**The exercise**
Everything from the line that contains "Where can the baby's face" through the final line of the records should be written out exactly, and nothing outside that span.

**Exercise data**
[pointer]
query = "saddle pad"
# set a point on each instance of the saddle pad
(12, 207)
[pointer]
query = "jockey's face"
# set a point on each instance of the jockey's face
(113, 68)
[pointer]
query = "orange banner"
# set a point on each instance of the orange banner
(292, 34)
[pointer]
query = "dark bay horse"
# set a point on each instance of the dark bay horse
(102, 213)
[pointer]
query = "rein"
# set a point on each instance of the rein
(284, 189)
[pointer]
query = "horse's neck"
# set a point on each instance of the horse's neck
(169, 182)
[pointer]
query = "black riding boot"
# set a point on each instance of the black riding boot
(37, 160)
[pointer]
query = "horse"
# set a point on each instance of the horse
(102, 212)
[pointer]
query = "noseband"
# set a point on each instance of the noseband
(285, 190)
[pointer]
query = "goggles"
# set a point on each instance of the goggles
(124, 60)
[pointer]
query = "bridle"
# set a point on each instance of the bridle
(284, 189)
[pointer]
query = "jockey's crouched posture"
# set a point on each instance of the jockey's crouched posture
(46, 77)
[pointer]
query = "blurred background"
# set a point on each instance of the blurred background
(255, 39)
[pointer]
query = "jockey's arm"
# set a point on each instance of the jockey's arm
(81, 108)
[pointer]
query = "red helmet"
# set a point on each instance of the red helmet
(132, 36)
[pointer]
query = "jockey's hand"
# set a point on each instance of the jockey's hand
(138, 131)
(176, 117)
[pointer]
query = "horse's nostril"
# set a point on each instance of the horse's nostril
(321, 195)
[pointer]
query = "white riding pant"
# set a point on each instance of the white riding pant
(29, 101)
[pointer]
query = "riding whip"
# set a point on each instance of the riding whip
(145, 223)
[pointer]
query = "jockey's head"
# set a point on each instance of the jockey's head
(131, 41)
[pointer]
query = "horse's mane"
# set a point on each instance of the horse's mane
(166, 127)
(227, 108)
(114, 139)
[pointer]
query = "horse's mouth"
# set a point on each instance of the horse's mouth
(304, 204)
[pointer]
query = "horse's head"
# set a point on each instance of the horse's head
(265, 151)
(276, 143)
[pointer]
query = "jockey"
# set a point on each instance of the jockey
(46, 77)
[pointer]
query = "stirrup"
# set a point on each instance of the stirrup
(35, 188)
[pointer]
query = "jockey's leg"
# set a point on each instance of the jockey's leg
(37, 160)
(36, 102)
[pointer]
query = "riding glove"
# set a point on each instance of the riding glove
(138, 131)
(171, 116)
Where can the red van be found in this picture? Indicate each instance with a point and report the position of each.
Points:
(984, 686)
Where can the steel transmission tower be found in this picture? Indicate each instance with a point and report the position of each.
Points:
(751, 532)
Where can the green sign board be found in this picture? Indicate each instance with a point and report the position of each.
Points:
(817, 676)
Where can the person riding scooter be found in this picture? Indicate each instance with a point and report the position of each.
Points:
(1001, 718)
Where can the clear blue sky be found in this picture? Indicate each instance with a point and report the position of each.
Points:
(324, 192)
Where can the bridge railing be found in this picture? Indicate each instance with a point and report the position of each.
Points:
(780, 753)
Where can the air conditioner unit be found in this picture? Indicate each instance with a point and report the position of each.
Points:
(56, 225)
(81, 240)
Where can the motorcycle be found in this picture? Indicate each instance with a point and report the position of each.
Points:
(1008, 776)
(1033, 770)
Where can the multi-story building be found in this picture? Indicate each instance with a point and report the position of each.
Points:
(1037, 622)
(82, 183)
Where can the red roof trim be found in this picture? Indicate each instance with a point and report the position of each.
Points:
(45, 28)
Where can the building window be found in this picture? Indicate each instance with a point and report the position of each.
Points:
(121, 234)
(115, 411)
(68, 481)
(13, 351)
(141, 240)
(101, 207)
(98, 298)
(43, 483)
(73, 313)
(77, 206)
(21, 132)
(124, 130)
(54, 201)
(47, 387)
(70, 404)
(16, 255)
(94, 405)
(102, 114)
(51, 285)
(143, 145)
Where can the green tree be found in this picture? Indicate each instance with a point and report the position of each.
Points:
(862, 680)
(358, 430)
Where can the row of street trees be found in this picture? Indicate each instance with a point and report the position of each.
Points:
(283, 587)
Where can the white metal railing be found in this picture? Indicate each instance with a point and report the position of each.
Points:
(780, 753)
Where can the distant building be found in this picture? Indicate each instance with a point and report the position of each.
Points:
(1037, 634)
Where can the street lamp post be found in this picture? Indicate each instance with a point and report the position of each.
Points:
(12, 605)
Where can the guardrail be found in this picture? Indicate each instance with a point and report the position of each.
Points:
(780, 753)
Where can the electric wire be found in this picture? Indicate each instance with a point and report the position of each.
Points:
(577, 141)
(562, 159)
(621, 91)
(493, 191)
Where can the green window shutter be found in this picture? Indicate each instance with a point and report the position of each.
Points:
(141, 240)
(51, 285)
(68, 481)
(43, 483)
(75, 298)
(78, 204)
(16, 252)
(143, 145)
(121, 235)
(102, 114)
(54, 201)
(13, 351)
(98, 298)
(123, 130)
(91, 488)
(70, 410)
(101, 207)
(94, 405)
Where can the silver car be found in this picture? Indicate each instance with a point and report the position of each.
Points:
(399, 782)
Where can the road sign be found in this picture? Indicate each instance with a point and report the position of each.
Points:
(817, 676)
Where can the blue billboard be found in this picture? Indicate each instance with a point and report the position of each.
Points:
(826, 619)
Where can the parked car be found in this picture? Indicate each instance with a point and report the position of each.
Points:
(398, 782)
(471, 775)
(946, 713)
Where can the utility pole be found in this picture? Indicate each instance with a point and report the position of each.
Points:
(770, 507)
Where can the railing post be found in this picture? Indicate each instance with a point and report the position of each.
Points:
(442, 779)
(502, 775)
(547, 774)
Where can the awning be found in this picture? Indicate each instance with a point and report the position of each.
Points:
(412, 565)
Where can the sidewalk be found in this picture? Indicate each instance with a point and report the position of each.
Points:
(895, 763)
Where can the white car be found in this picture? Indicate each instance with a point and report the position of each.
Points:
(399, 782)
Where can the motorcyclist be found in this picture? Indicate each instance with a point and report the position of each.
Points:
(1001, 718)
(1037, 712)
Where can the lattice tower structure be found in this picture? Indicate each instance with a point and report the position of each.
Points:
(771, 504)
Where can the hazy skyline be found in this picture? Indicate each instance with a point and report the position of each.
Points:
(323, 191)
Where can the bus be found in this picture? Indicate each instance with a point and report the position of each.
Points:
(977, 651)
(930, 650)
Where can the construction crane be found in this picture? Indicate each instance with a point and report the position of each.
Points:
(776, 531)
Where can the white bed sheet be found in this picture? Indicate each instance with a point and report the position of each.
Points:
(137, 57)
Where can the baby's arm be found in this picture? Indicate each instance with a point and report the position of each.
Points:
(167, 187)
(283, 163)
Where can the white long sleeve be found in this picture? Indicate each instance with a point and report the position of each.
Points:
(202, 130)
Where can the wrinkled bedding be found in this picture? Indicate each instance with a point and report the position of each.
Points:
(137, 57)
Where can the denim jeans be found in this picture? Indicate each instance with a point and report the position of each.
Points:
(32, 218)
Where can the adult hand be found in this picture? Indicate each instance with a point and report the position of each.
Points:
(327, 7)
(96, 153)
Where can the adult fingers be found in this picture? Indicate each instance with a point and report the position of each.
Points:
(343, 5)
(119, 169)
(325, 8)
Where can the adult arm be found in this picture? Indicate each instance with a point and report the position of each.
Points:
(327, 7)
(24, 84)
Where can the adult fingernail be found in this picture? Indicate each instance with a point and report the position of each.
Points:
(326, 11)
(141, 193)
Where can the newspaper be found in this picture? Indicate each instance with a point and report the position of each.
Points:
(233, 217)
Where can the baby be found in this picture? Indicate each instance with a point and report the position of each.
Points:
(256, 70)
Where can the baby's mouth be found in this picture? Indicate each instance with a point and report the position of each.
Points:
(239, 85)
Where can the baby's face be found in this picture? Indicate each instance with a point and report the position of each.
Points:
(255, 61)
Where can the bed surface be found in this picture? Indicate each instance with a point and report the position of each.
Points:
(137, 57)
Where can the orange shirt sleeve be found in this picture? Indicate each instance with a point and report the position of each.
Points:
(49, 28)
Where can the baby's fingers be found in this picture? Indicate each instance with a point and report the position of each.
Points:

**Output for this task**
Where can the baby's face be found in this picture? Indicate each instance with a point and report the position of each.
Points:
(255, 61)
Where can the bed surface be found in this picture? Indicate each instance with a point and report the position of each.
Points:
(137, 57)
Where can the orange shirt sleeve be found in this picture? Indicate each instance with a point and report the position of each.
Points:
(49, 28)
Where can the baby's fingers be found in this picture? Indicate each instance with a point and report the position of each.
Points:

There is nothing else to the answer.